(Labeled-object pointing entries)

◆ ◆ ◆ ◆ ◆

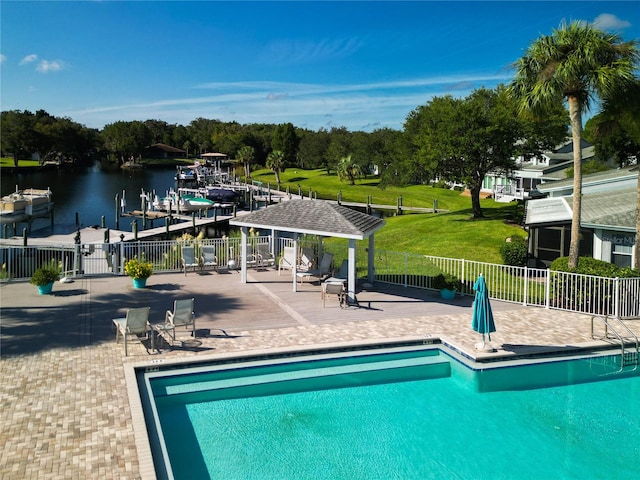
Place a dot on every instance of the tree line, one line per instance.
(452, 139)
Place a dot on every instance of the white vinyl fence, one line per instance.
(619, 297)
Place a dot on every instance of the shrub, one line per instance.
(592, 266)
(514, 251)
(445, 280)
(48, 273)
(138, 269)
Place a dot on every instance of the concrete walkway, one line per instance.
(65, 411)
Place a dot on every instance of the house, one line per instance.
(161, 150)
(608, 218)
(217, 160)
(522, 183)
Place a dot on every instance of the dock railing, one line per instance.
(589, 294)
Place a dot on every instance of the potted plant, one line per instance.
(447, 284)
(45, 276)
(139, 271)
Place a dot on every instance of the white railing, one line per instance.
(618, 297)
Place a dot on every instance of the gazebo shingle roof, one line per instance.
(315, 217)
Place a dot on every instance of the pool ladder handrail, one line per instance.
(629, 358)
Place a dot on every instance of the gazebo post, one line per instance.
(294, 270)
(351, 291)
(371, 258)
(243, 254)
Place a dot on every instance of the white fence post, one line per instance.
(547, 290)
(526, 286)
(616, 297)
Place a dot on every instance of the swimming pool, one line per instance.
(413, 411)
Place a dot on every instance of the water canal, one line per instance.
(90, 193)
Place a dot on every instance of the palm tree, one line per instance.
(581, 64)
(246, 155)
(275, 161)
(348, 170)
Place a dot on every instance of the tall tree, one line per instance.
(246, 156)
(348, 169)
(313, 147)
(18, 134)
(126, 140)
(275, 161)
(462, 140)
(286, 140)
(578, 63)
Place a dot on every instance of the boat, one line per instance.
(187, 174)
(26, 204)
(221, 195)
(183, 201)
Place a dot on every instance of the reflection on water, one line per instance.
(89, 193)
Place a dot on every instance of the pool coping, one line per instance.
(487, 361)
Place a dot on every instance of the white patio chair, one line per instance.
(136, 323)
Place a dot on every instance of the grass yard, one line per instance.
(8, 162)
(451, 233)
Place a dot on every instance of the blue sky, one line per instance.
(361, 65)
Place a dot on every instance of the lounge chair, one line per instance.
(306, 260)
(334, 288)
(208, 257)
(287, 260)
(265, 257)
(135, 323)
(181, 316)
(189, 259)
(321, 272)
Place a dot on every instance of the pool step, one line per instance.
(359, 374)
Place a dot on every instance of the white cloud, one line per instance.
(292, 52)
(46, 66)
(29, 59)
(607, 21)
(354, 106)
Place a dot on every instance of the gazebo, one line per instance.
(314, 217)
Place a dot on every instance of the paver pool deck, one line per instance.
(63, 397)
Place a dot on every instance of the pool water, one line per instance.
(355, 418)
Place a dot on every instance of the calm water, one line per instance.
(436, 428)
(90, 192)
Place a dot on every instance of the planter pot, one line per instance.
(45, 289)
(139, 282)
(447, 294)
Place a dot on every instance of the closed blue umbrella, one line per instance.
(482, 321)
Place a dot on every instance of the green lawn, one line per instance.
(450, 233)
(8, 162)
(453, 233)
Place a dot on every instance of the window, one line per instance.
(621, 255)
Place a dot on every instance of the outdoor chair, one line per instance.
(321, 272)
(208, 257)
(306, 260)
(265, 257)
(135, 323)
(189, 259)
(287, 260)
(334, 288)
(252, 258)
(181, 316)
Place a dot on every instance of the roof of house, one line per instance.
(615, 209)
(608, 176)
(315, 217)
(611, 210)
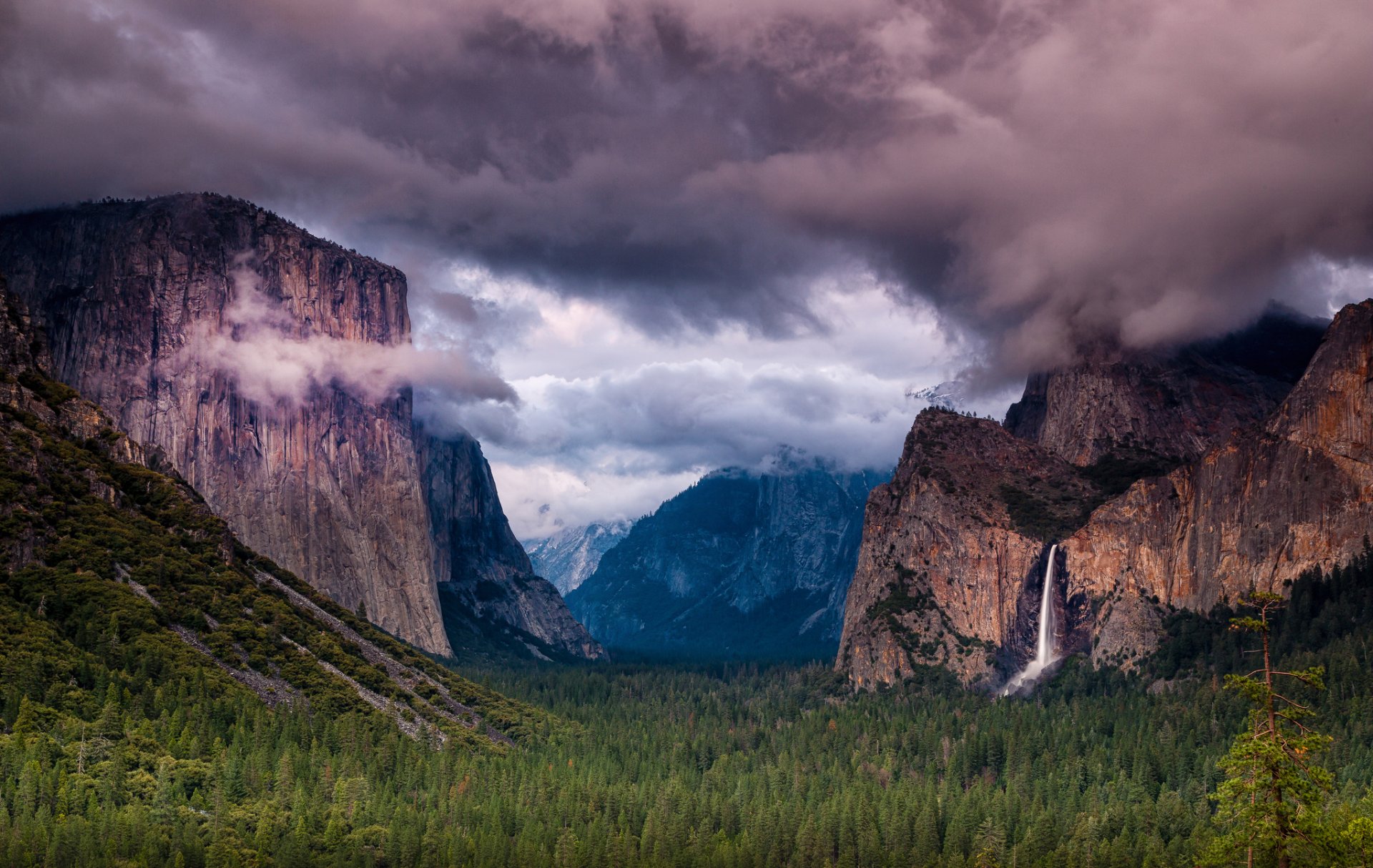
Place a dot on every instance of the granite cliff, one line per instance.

◆ ◆ ◆ ◆ ◆

Reproduce all the records with "Place a dot on" swapped for "Put a point on" everywhere and nothing else altered. Omit the pictures.

Put a point on every instance of the tree line, one line per instance.
(452, 139)
Put a point on every instance of the white vinyl fence, one line per instance.
(619, 297)
Put a point on every instance of the shrub, one line per instance.
(592, 266)
(514, 251)
(445, 280)
(48, 273)
(138, 269)
Put a point on every instance of the concrete walkway, one line per instance.
(65, 411)
Put a point on every instance of the house, one line per instance.
(161, 150)
(608, 218)
(217, 160)
(522, 183)
Put a point on every instance of the dock railing, one line per instance.
(589, 294)
Put a point on every instance of the potted plant, one line per instance.
(447, 284)
(45, 276)
(139, 271)
Put a point on every instance of the white railing, one line per instance.
(618, 297)
Put a point on every instance of the gazebo shingle roof, one line per instance.
(315, 217)
Put a point on every instance of the pool ladder handrail, one line per instance.
(629, 358)
Put a point on every instance of the gazebo post, one line per instance.
(294, 270)
(351, 291)
(371, 258)
(243, 254)
Put a point on every instance of the white fence post, one line per instance.
(547, 290)
(526, 286)
(616, 297)
Put a point on every instance of the swimming pool, one line per instance.
(413, 411)
Put a point on every instance of the water canal, one line per instance.
(90, 193)
Put a point on every instance of the palm tree, one line per instance.
(581, 64)
(246, 155)
(275, 161)
(348, 170)
Put a point on every instance of the tall tree, one line per instance.
(246, 156)
(348, 169)
(313, 147)
(18, 134)
(126, 140)
(275, 161)
(462, 140)
(286, 140)
(578, 63)
Put a point on every instance of the boat, one line per instance.
(187, 174)
(26, 204)
(221, 195)
(183, 201)
Put a point on every instance of the reflection on water, one line per instance.
(89, 193)
Put a point on every instance of the pool coping, one line per instance.
(487, 361)
Put a point on every instance of the white patio chair, one line per instance.
(136, 323)
Put a point on every instance of the grass yard, one line per instance.
(8, 162)
(451, 233)
Put a point on every instance of the blue sky, one line per instance.
(361, 65)
Put a point on every instance of the lounge chair, one line per instance.
(306, 260)
(334, 288)
(208, 257)
(287, 260)
(265, 257)
(135, 323)
(181, 316)
(189, 259)
(321, 272)
Put a point on every instance of the pool step, one line per instance.
(359, 374)
Put a point on every instance of the white cloud, one line per instance.
(292, 52)
(46, 66)
(29, 59)
(607, 21)
(354, 106)
Put a point on every instance of the gazebo, one line per instance.
(314, 217)
Put a point on every instance of the paver pool deck, one line per instance.
(63, 397)
Put a point on every instance of the pool water, one line per instance.
(355, 418)
Put a point on every instance of the calm water, one line per instance.
(436, 428)
(90, 192)
Put a point on every instance of the planter pot, one line per instance.
(45, 289)
(139, 282)
(447, 294)
Put a point on every instance of the closed blue umbrella, one line per instance.
(482, 321)
Put a point on every instance of the green lawn, one line per instance.
(450, 233)
(8, 162)
(453, 233)
Put a point on every instance of the window, one line per instance.
(621, 255)
Put a point on every instance of the outdoor chair, one line per instance.
(321, 272)
(208, 257)
(306, 260)
(265, 257)
(135, 323)
(189, 259)
(287, 260)
(334, 288)
(252, 258)
(181, 316)
Put a point on every instance of the roof of house, one line per instance.
(615, 209)
(608, 176)
(315, 217)
(611, 210)
Put a point on every instance of the granite cliff, one line per instance.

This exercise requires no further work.